Data for this task
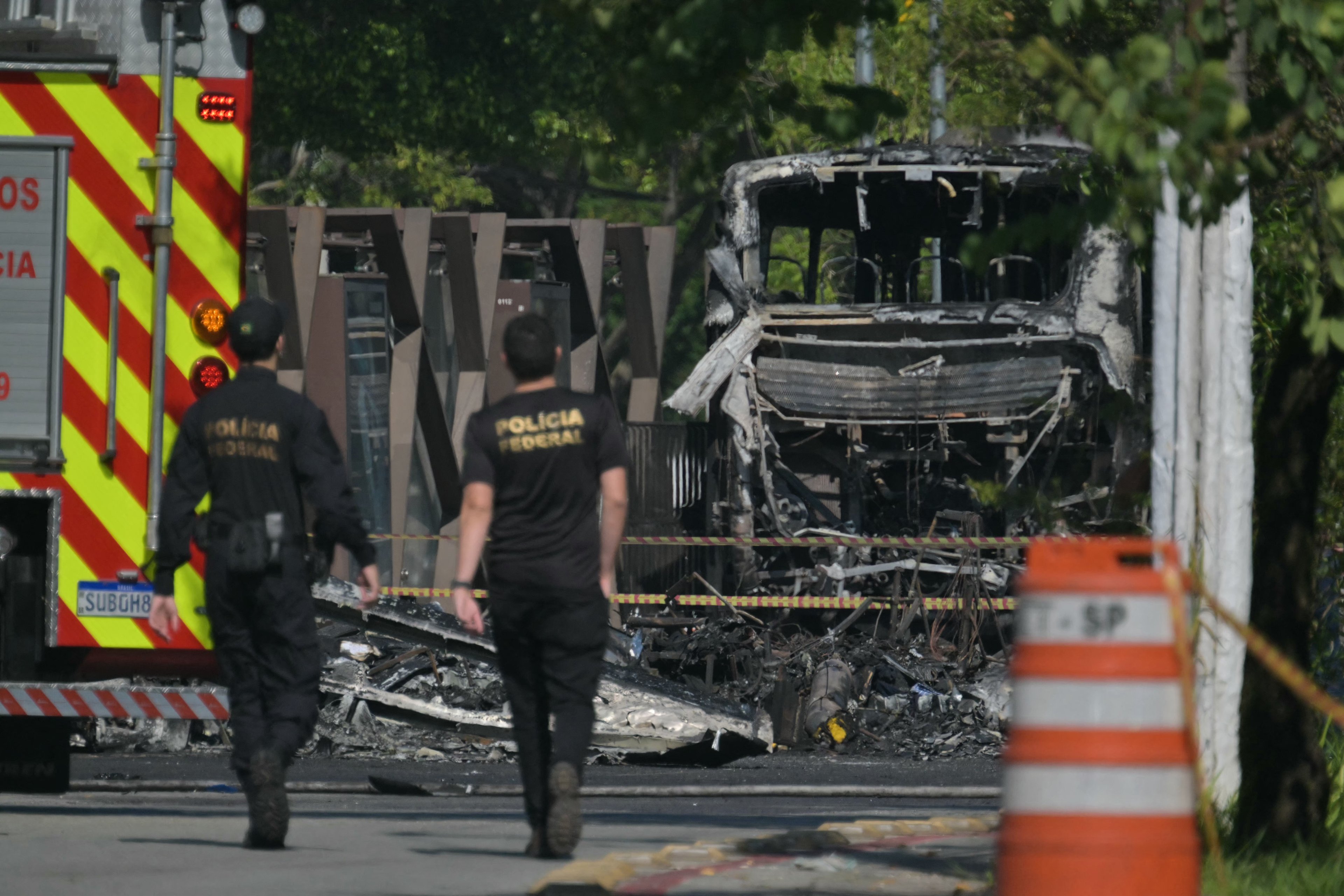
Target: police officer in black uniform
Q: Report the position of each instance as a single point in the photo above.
(260, 449)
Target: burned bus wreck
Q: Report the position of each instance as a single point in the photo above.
(862, 379)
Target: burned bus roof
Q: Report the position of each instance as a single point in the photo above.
(1021, 166)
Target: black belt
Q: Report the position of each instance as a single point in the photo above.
(219, 532)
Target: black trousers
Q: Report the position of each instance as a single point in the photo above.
(268, 652)
(550, 653)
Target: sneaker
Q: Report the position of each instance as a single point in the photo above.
(565, 821)
(268, 806)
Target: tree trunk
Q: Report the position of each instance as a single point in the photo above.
(1285, 786)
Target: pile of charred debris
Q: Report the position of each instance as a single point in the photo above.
(889, 678)
(404, 680)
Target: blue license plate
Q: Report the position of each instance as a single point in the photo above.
(115, 600)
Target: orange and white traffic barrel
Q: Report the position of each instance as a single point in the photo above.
(1099, 778)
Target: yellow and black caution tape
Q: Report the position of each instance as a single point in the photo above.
(800, 602)
(802, 542)
(1294, 678)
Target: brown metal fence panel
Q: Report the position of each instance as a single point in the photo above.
(668, 496)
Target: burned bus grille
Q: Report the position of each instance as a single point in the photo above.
(854, 391)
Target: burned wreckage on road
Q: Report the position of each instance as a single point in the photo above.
(865, 381)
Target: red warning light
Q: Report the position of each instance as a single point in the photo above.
(208, 374)
(217, 107)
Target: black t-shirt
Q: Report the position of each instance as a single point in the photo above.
(544, 453)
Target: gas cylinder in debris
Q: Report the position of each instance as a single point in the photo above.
(831, 687)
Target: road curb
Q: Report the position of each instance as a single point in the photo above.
(604, 876)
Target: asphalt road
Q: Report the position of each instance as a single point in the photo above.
(400, 846)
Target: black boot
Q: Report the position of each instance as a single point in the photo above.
(268, 806)
(564, 821)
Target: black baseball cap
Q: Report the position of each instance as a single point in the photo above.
(254, 327)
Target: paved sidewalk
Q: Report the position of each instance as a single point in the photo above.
(174, 844)
(941, 856)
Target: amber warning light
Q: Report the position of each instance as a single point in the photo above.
(208, 374)
(210, 322)
(217, 107)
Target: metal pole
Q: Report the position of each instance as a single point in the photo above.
(160, 230)
(113, 279)
(937, 124)
(863, 69)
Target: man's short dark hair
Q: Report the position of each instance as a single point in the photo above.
(254, 328)
(530, 347)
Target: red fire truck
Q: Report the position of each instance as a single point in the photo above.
(124, 138)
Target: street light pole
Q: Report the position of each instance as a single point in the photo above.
(937, 124)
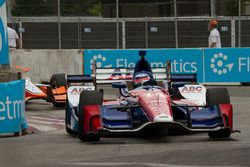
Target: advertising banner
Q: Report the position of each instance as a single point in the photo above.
(12, 106)
(4, 49)
(227, 65)
(210, 65)
(183, 60)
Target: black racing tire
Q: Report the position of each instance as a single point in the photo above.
(55, 104)
(88, 98)
(58, 80)
(68, 130)
(216, 96)
(223, 133)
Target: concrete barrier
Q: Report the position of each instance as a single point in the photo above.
(44, 63)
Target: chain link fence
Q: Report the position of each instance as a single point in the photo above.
(101, 24)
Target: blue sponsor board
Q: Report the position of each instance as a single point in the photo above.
(4, 49)
(12, 106)
(183, 60)
(227, 65)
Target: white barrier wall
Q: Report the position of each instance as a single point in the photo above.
(44, 63)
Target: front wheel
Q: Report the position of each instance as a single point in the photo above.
(87, 98)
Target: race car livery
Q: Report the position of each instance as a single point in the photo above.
(166, 101)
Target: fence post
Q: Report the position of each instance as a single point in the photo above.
(146, 32)
(21, 34)
(117, 24)
(176, 24)
(233, 34)
(212, 6)
(79, 34)
(239, 35)
(59, 24)
(123, 35)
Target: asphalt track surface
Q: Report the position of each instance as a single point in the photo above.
(50, 145)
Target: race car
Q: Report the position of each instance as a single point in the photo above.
(53, 91)
(154, 100)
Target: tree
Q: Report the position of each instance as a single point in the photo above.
(80, 8)
(31, 8)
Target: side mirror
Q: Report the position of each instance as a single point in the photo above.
(119, 85)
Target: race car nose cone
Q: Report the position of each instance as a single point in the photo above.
(163, 118)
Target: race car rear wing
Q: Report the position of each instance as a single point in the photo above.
(80, 79)
(110, 75)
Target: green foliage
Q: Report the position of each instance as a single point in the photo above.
(232, 7)
(48, 8)
(80, 8)
(30, 8)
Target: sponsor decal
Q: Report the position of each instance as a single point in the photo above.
(219, 64)
(78, 89)
(192, 89)
(12, 106)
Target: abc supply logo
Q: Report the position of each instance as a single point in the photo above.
(178, 66)
(220, 65)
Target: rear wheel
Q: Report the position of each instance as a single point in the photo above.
(217, 96)
(67, 120)
(56, 81)
(87, 98)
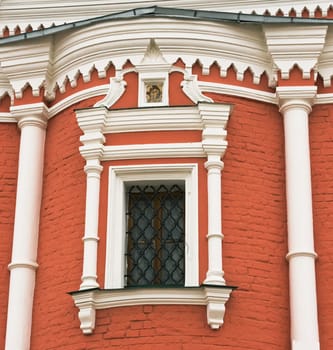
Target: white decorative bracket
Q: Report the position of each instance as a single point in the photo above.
(290, 45)
(214, 119)
(191, 89)
(116, 90)
(153, 77)
(213, 297)
(92, 123)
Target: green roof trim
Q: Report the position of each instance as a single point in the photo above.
(164, 12)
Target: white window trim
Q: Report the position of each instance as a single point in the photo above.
(116, 227)
(211, 119)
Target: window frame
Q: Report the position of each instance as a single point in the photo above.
(119, 176)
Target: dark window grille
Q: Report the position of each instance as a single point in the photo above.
(155, 235)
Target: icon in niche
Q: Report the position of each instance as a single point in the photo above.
(154, 92)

Work to be completed
Leave out the pictures, then repeat the listing above exactly from its first line to the line with "Target: sneaker", inclusive.

Written answer
Target: police officer in black uniform
Q: Report the position of each instance as a single point in the photo above.
(260, 449)
Target: burned bus wreck
Q: Report the position of each instance as a single point in the photo above.
(862, 379)
Target: burned bus roof
Q: Report the position of each instance as a single point in the photo above.
(1021, 166)
Target: black belt
Q: Report the position of each instance as a single point in the photo above.
(219, 532)
Target: black trousers
Q: Report the position of each instance as a single point in the photo above.
(268, 652)
(550, 653)
Target: sneaker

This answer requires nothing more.